> [Task objective]:
Please return each entry that follows exactly as written, and keep the pictures out.
─── Material shown ───
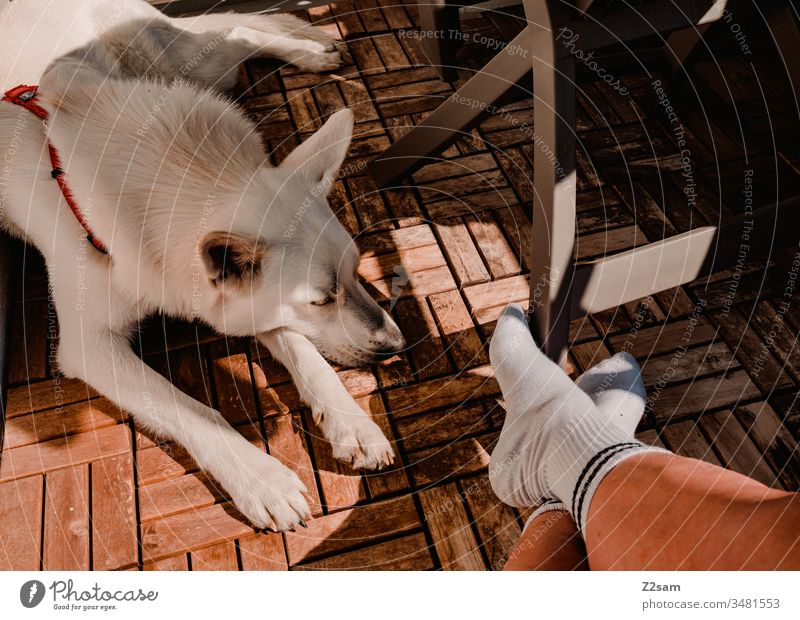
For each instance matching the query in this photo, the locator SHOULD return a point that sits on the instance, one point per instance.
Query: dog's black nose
(385, 354)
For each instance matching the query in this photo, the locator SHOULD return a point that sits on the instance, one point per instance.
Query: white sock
(555, 443)
(616, 387)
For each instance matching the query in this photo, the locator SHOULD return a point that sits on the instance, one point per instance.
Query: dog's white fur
(173, 179)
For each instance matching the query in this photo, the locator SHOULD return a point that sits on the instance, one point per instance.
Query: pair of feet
(560, 438)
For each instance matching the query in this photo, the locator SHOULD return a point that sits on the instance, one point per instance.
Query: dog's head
(292, 264)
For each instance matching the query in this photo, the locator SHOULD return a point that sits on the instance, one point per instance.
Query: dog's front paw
(355, 439)
(268, 493)
(326, 58)
(368, 448)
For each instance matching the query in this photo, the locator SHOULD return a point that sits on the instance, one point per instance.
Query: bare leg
(666, 512)
(549, 542)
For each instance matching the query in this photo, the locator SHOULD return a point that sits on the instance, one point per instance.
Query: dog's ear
(232, 258)
(319, 158)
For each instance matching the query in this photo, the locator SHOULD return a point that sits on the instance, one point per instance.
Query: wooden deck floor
(81, 487)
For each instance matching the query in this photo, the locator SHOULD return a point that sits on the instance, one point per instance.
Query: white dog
(174, 182)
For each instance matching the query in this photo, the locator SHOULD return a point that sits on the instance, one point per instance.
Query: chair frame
(560, 288)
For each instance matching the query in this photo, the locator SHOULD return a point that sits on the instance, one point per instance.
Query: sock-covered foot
(615, 385)
(555, 443)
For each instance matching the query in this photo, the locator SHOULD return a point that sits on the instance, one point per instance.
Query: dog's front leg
(354, 437)
(263, 489)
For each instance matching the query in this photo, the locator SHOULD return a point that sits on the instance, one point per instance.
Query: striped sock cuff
(548, 505)
(593, 473)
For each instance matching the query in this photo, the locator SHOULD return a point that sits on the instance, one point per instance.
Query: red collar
(25, 96)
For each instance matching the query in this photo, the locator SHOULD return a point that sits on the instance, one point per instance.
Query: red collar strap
(25, 96)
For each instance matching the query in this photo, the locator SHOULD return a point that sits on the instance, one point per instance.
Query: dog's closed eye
(328, 299)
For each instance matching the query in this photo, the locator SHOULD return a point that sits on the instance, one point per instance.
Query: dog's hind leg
(263, 489)
(170, 49)
(284, 37)
(354, 437)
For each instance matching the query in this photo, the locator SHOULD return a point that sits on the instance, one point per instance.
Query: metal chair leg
(554, 184)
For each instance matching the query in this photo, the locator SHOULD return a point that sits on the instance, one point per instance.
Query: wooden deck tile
(221, 556)
(66, 519)
(354, 527)
(450, 528)
(114, 536)
(407, 553)
(263, 551)
(21, 513)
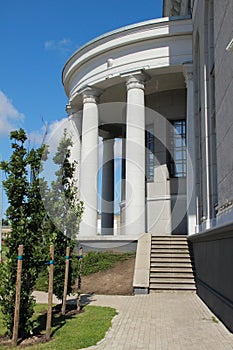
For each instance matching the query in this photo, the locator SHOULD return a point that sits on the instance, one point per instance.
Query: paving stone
(163, 321)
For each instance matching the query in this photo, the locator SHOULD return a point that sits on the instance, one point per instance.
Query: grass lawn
(92, 262)
(71, 331)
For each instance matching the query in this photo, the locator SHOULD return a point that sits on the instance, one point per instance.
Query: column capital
(188, 72)
(90, 95)
(71, 110)
(136, 80)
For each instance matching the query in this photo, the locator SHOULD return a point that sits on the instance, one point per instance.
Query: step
(171, 280)
(171, 269)
(177, 241)
(169, 237)
(169, 246)
(167, 287)
(170, 274)
(171, 264)
(169, 255)
(169, 250)
(169, 259)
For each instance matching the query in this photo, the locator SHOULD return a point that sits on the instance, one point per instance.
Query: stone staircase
(170, 265)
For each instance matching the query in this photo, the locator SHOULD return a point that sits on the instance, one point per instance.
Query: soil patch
(115, 281)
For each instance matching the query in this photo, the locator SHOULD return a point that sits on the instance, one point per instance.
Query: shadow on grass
(59, 320)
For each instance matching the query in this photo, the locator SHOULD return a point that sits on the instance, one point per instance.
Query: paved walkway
(162, 321)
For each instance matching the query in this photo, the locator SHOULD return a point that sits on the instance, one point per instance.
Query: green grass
(71, 332)
(101, 261)
(92, 262)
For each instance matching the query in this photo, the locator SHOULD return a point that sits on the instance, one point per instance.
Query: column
(89, 163)
(135, 156)
(107, 207)
(190, 141)
(75, 119)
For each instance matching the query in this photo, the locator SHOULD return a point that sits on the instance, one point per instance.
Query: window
(150, 149)
(178, 149)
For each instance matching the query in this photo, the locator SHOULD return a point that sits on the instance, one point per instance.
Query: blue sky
(37, 38)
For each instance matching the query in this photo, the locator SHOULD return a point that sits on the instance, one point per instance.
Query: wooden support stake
(80, 255)
(63, 310)
(17, 295)
(50, 294)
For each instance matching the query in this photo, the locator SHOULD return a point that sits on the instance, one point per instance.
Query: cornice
(141, 32)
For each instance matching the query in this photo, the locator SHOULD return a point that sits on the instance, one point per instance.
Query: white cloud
(63, 46)
(10, 117)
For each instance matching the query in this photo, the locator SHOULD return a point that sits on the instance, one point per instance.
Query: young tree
(25, 215)
(64, 213)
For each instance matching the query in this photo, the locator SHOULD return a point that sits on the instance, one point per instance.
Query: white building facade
(150, 88)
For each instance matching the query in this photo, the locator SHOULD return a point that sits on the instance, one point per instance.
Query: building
(163, 87)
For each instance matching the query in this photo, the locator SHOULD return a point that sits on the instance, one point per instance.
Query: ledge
───
> [Response below]:
For each instance matching the query in this photo, the locator SHOULD return a point that sits on the instance, one point per instance.
Query: dog's black nose
(385, 354)
For each instance matching the query in this photo, the locator SHOULD return a point that sits on the instance, one point per instance.
Query: white sock
(555, 443)
(616, 387)
For each instance matching the query in this photo, the locator SHOULD return a point that sits on the instance, one point per instance.
Query: dog's white fur
(173, 179)
For each instance matching the query in this photo, the locator SHOULD return a point that sits on the instance, one point per instance.
Query: pair of feet
(560, 438)
For each instance matching the query in this photo, the locator SHOULD return a point that sits on the instance, one point per instance.
Query: dog's head
(292, 264)
For each instance matching the query in this photo, the locator SHOULD return a point that sits on the instance, one point per instance.
Query: dog's front paw
(355, 439)
(268, 493)
(326, 58)
(368, 448)
For each instance matching the query in this photo, the locator SHOULD return a point that sits on the instance, one point per instance.
Query: bare leg
(666, 512)
(549, 542)
For each instance matching the query in this photo, the locator SHOULD return a point that sits on the instance, one point per instance.
Query: dog's ear
(232, 258)
(319, 158)
For each instance matching the query in this photo, the locator SHOULD return a point that sits on the instance, one point per instance.
Query: wooden deck floor
(81, 487)
For each instance matching the query in this photo, the locator SHOULD return a point that sits on the instance, one point per instance.
Query: white dog
(174, 182)
For each instance matching the query in this photo, the locator SHOULD return a point that sits on the instance, one point per instance.
Query: chair frame
(560, 288)
For each instance matching the query in this photo, the locator SHOULD return a point that sits on the instance, one point per instance.
Query: sock-covered foot
(615, 385)
(555, 443)
For each instance matching the query in this photo, the locator SHOULD return a point that sits on the instance, one point per instance.
Query: dog's front leg
(354, 437)
(263, 489)
For each instance matching the query in this photo, the locator SHOULD return a point that sits on the instance, one point per instance.
Query: striped sock cuff
(548, 505)
(593, 473)
For each instance matching the query in this photo, the locator SHOULD return a point that sits on the instance, one point per instance.
Query: red collar
(25, 96)
For each instance matching the query in this photo, the locator SHOULD return a point that sits on the instance, one point per instance.
Query: red collar strap
(25, 96)
For each instance matching the query in this photo, the locator SHOULD return a point that sits on the instance, one point per instance.
Query: dog's closed eye
(328, 299)
For each instance matching the query in this photo, the locator SHOULD return a point that sits on the instance, one point per instance.
Query: dog's hind leg
(263, 489)
(170, 49)
(284, 37)
(354, 437)
For each instance matching the query in this photo, the locator SHOULD return a point that sits on the instance, one point per instance.
Query: metal chair leg
(554, 184)
For each instance matching the query in this photo, the locator SHOULD return a point that sits on the instance, one point per instance.
Query: wooden deck tile
(221, 556)
(66, 519)
(354, 527)
(450, 528)
(114, 536)
(407, 553)
(263, 551)
(21, 513)
For each instance matching the query in this photo, the locator SHOULD return a point that sits on the instance, one point per instance.
Query: paving stone
(163, 321)
For each instance matching the query in this photo, the locator SHOULD return a point that sits on the instance, one point per instance.
Query: grass lawn
(92, 262)
(71, 331)
For each instance matching the query in this photo, the locator SHOULD return a point that sits on the instance, one point per instance.
Query: column capital
(188, 72)
(90, 95)
(71, 110)
(136, 80)
For each instance matching the query in this photo, the locator SHOULD return a point that sits on the instance, one point per instance.
Query: step
(171, 280)
(171, 269)
(177, 241)
(169, 237)
(169, 246)
(167, 287)
(170, 274)
(171, 264)
(169, 255)
(169, 250)
(169, 259)
For each instance matching the query in this photo, the locator SHOULD return a point that sits on the instance, one point per instance.
Query: stone staircase
(170, 265)
For each instance matching the query in this photo, the locator SHOULD return a point that sits on the instance, one point per instance.
Query: soil patch
(115, 281)
For each instance matching the query in this photo, the locator SHOULD return a point that sits on the instance, one point per instance.
Query: shadow on grass
(59, 320)
For each instance matching the query in this photo, the locator SHOULD return a point that sits on the instance, one point per instance.
Query: paved walkway
(162, 321)
For each instance matching the query in this photo, the locator SHOULD return a point that sits on the instance, one point per instance.
Query: green grass
(71, 332)
(101, 261)
(92, 262)
For each instance matching the query in this photo, the locator SHOULD return a point that sits on the instance, one point per instance.
Query: column
(89, 163)
(135, 156)
(107, 207)
(190, 141)
(75, 119)
For each instance matching the query in this photo, the locator SHOULD return a point that sits on the instance, one point per instance.
Query: window
(150, 149)
(178, 149)
For each instance matching the query in this photo, the locator SHOULD return a point that sits on the instance, one point per instance.
Query: blue sky
(37, 38)
For each instance matching the query in this photo, the locator SHOULD return a point that sits on the instance, one point per instance.
Query: wooden support stake
(80, 255)
(63, 310)
(17, 295)
(50, 294)
For each instance matching the query in this photo, the locator SHOULD return a point that sits on the instance, one point per instance.
Query: cornice
(141, 32)
For each instance matching the query in this photo, the locator SHOULD return a point that sits on the instance, one point per instance.
Query: white cloud
(63, 46)
(10, 117)
For each instance matching the query in this photo, the locator SHOULD return a point that sits on the instance, one point per instance.
Query: young tree
(25, 215)
(64, 213)
For each instance matching the query in this photo, the locator SHOULD return a point that sits on the instance, one point per instance.
Query: white building facade
(150, 88)
For each instance matching the query in this photo, the locator SHOULD return a point that sits on the instance, one point per instance.
Query: building
(163, 87)
For each instance matching the query in this photo, the locator SHOULD return a point that sits on the instance, one point per instance.
Query: ledge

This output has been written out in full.